→ PROBLÈME 1
Dans l'extrait sur les postes clés de l'UE, combien de sièges le groupe des Conservateurs et réformistes européens a-t-il obtenus ?

La mise en place des nouvelles institutions et des top jobs, les plus hauts postes institutionnels de l’UE, reste aussi suspendue aux résultats des législatives en France, suite à la dissolution d’Emmanuel Macron. La dynamique européenne, historiquement portée par la France, pourrait alors changer de cap en cas de cohabitation avec le RN de Jordan Bardella.

En fonction des résultats, la nouvelle majorité, autour du PPE et l’actuelle présidente de la Commission Ursula von der Leyen, pourrait connaître une inflexion à droite, notamment sur le Pacte vert, pesant par trop de réglementations sur la compétitivité européenne, et sur le Pacte migratoire, à l’origine d’une crise culturelle et sécuritaire en Europe, jugé trop accueillant. Le président du RN a déjà assuré qu’en cas de victoire aux législatives, il négocierait une dérogation sur le marché européen de l’électricité, qui impose à la France des prix élevés alors que l’Hexagone produit une électricité bon marché.

Ursula von der Leyen favorite désignée à sa reconduction

Ursula von der Leyen, candidate du PPE, pourrait se succéder à elle-même à la tête de la Commission européenne. La désignation de l’Allemande de 65 ans, issue de l’Union chrétienne-démocrate (CDU), n’est toutefois pas automatique : elle a besoin de recueillir une « majorité qualifiée » d’au moins 15 pays, représentant 65 % de la population européenne, et être adoubée par une majorité absolue de 361 eurodéputés nouvellement élus au Parlement européen. En 2019, elle avait été élue de justesse, avec 9 voix d’avance.

Le soutien d’Emmanuel Macron, dans le camp des centristes et libéraux, ainsi que du chancelier allemand Olaf Scholz, issu de la famille des sociaux-démocrates, est crucial. Mais les deux hommes sortent affaiblis des élections européennes, leurs partis ayant enregistré une déroute face à la droite nationaliste.

À l’inverse, renforcée par le scrutin, la cheffe du gouvernement italien, Giorgia Meloni, pourrait avoir intérêt à ne pas se prononcer trop tôt sur les top jobs et à attendre d’y voir plus clair sur la constitution des groupes au Parlement européen afin de négocier des postes pour sa famille politique. Son groupe des Conservateurs et réformistes européens (ECR) a obtenu 83 sièges, le faisant passer devant le groupe Renew Europe, mené par Valérie Hayer.

Parmi les autres postes importants en discussion, la présidence du Conseil européen — chargé d’organiser et de diriger les sommets des dirigeants des pays membres — que va quitter le Belge Charles Michel et pour lequel l’ancien Premier ministre portugais Antonio Costa est pressenti ; le poste de Haut représentant pour les affaires étrangères, occupé jusqu’à présent par le socialiste espagnol Josep Borrell et auquel pourrait prétendre la Première ministre estonienne Kaja Kallas (Renew), grande détractrice du Kremlin ; et la présidence du Parlement européen, occupée par la Maltaise Roberta Metsola (PPE) qui devrait être reconduite à son poste.

→ PROBLÈME 2
Recopiez, s'il vous plaît, les enregistrements depuis leur début jusqu'à la ligne contenant « 50,263,132,337 », celle-ci comprise.

→ ENREGISTREMENTS LISTÉS
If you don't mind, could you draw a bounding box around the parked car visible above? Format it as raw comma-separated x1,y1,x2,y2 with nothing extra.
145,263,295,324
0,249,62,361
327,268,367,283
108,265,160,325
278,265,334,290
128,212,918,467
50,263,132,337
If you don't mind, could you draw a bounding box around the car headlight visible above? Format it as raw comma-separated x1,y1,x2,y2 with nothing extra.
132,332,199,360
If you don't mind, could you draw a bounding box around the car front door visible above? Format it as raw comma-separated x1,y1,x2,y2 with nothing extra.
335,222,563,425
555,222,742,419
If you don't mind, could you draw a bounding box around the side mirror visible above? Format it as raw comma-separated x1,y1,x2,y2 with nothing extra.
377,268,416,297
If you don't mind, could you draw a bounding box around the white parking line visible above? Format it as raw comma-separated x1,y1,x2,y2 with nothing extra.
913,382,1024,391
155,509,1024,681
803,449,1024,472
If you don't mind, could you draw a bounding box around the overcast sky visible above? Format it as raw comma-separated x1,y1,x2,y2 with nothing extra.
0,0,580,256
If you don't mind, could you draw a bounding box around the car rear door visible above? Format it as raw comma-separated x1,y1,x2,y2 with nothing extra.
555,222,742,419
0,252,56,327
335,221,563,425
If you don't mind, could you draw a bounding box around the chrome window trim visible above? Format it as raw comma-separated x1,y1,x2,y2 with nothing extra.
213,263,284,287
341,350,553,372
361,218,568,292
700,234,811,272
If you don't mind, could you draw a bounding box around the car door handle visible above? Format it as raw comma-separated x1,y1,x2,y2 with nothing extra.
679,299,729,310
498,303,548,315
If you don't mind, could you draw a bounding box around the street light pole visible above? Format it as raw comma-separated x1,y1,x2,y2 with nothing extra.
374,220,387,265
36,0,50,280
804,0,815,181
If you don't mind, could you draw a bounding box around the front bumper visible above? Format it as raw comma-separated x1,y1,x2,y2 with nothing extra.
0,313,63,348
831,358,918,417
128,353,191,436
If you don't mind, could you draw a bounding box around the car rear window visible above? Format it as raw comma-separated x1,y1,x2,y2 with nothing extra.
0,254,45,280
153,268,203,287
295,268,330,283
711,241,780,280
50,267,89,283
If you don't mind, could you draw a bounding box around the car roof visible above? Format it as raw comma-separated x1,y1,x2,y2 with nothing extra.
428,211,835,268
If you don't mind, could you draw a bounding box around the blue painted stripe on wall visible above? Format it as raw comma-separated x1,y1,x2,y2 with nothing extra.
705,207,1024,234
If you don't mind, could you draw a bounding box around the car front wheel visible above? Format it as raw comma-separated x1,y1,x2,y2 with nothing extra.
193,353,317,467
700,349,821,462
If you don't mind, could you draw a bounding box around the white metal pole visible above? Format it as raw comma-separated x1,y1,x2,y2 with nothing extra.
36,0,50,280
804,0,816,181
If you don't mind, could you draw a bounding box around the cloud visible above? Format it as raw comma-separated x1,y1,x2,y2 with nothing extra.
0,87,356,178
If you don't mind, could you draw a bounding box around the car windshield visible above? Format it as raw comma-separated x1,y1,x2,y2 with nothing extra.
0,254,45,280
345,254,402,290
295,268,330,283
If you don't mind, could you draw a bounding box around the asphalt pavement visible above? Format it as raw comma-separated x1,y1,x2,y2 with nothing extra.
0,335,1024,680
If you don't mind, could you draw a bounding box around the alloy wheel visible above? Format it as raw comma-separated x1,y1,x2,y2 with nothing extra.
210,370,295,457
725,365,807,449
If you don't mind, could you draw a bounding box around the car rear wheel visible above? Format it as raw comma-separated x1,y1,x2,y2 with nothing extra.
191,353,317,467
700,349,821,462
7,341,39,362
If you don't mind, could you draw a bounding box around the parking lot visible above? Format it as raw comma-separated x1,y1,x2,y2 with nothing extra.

→ CORRIGÉ 1
83 sièges.

→ CORRIGÉ 2
If you don't mind, could you draw a bounding box around the parked car visible above? Format it as raw comma-separated x1,y1,x2,y2 with nothing extra.
145,263,295,324
0,249,62,361
327,268,367,283
108,265,160,325
278,265,334,290
128,212,918,467
50,263,132,337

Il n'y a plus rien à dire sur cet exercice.